▶ [阅读文段]:
The test process for MySQL/TiDB
# Create the tables
$ ./runSQL.sh props.mysql sql.mysql/tableCreates.sql

# Add the indices (TiDB prefers to import data after adding the indices)
$ ./runSQL.sh props.mysql sql.mysql/indexCreates.sql

# Import Data
$ ./runLoader.sh props.mysql

参数配置文件 run 目录下 sql.mysql 见如下:

db=mysql
driver=com.mysql.jdbc.Driver
conn=jdbc:mysql://localhost:4000/tpcc?useSSL=false&useServerPrepStmts=true&useConfigs=maxPerformance&sessionVariables=tidb_batch_commit=1
## 一般压测去掉tidb_batch_commit性能更好些,导入加载数据加上tidb_batch_commit导入更快些
#conn=jdbc:mysql://localhost:4000/tpcc?useSSL=false&useServerPrepStmts=true&useConfigs=maxPerformance
user=root
password=

# 指定生成仓库数
warehouses=1
# 导入并发线程数
loadWorkers=4

# 压测并发数
terminals=1
//To run specified transactions per terminal- runMins must equal zero
runTxnsPerTerminal=0
//To run for specified minutes- runTxnsPerTerminal must equal zero
# 压测时间,默认10分钟
runMins=10
//Number of total transactions per minute
# 不限制事务,让其压测最高
limitTxnsPerMin=0

//Set to true to run in 4.x compatible mode. Set to false to use the
//entire configured database evenly.

▶ [所给材料]:
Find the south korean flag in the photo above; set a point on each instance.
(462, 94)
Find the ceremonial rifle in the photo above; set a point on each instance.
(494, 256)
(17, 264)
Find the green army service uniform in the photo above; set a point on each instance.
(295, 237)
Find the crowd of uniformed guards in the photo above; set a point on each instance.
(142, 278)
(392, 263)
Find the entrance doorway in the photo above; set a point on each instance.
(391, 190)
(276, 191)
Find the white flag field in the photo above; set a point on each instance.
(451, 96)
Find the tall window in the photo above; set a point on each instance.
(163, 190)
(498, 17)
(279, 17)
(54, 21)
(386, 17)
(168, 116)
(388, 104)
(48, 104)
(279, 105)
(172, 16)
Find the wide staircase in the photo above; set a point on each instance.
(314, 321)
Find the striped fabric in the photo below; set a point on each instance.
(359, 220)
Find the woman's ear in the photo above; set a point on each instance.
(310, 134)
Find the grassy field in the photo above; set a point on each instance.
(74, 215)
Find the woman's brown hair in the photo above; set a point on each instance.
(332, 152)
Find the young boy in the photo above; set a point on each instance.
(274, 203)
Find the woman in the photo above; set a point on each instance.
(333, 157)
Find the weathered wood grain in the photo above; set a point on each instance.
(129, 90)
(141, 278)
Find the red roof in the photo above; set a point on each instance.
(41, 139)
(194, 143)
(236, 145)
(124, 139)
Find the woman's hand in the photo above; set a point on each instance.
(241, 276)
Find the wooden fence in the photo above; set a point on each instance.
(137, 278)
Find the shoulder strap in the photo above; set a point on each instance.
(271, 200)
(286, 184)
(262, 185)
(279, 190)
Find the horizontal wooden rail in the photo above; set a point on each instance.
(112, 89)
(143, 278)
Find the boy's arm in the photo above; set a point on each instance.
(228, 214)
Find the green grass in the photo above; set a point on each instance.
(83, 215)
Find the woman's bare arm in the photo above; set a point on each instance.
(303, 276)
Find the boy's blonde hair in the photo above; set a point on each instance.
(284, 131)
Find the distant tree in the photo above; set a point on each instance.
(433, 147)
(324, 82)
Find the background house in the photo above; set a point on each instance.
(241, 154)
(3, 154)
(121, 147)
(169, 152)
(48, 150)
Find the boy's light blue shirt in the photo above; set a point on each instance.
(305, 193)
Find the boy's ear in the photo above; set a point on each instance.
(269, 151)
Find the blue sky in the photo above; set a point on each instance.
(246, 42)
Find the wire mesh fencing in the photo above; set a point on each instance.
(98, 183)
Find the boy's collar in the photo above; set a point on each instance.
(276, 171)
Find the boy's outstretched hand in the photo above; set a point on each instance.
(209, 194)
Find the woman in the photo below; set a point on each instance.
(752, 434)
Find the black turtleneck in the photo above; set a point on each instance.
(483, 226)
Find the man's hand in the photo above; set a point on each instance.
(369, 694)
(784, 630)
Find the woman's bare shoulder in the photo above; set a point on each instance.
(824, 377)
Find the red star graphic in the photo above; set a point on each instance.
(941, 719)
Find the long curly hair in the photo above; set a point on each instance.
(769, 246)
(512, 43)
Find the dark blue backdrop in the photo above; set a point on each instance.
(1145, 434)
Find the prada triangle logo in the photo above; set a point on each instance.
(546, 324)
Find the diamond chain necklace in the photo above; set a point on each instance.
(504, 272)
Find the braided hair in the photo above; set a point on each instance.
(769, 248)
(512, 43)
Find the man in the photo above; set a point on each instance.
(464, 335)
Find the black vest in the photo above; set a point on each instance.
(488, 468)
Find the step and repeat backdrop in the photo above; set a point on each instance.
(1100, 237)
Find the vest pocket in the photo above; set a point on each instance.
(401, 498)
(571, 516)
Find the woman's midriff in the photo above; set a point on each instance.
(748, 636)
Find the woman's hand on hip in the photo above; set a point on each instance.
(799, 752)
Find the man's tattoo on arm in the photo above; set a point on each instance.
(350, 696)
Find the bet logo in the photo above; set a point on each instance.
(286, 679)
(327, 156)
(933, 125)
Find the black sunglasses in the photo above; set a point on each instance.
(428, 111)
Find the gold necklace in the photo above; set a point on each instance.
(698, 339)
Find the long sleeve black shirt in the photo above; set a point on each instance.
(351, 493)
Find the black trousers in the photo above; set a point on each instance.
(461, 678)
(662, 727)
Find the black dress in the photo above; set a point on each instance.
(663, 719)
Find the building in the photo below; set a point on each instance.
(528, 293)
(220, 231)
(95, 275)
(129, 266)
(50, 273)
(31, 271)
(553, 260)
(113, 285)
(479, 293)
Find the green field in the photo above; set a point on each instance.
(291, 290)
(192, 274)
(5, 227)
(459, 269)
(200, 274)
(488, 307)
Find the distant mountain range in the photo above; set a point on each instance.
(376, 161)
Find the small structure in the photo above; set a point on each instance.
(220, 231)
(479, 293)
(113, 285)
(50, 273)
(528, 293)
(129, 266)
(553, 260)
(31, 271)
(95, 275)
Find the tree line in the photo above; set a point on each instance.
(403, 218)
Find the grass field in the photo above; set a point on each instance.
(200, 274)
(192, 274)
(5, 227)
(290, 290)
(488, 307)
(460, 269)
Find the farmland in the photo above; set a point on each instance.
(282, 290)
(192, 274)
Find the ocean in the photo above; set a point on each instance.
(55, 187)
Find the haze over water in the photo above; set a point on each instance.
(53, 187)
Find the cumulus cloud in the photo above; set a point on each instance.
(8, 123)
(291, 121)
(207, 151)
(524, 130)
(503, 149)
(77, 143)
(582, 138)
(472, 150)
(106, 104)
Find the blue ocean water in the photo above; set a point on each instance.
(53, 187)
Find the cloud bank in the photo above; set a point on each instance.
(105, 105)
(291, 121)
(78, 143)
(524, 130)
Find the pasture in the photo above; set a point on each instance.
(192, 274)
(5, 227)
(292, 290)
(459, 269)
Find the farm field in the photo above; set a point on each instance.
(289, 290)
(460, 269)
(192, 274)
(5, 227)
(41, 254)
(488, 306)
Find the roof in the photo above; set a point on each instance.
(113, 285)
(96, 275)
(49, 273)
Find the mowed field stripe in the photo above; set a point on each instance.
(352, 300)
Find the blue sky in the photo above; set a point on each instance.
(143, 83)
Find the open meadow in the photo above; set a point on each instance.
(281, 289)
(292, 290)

▶ [书面题目 A]:
根据这篇 MySQL/TiDB 测试流程说明,压测时间默认是多少?
▶ [书面题目 B]:
列出这篇 MySQL/TiDB 测试流程说明中以 $ 开头运行的全部命令。
▶ [书面题目 C]:
写出这篇 MySQL/TiDB 测试流程说明在最后一行之后的后续内容。

▶ [任务回答 A]:
默认压测时间是 10 分钟。

▶ [任务回答 B]:
1. ./runSQL.sh props.mysql sql.mysql/tableCreates.sql
2. ./runSQL.sh props.mysql sql.mysql/indexCreates.sql
3. ./runLoader.sh props.mysql

▶ [任务回答 C]:
terminalWarehouseFixed=true

//The following five values must add up to 100
//The default percentages of 45, 43, 4, 4 & 4 match the TPC-C spec
# 默认benchmarkSQL事务压测比例
newOrderWeight=45
paymentWeight=43
orderStatusWeight=4
deliveryWeight=4
stockLevelWeight=4

// Directory name to create for collecting detailed result data.
// Comment this out to suppress.
resultDirectory=my_result_%tY-%tm-%td_%tH%tM%tS
//osCollectorScript=./misc/os_collector_linux.py
//osCollectorInterval=1
//osCollectorSSHAddr=user@dbhost
//osCollectorDevices=net_eth0 blk_sda

4.2、统计信息收集

数据导入完成后,手动收集表统计信息,由于目前 TiDB 缺乏针对于库级别的收集,只能写脚本手动收集所有表统计信息

#!/bin/bash
host=122.71.221.112
port=4000
user=tidb
password='tidb'
dbname=tpch

### Get table name
tabName=`mysql -h ${host} -P ${port} -u${user} -p${password} -s -e "select table_name from information_schema.tables where table_schema='${dbname}'"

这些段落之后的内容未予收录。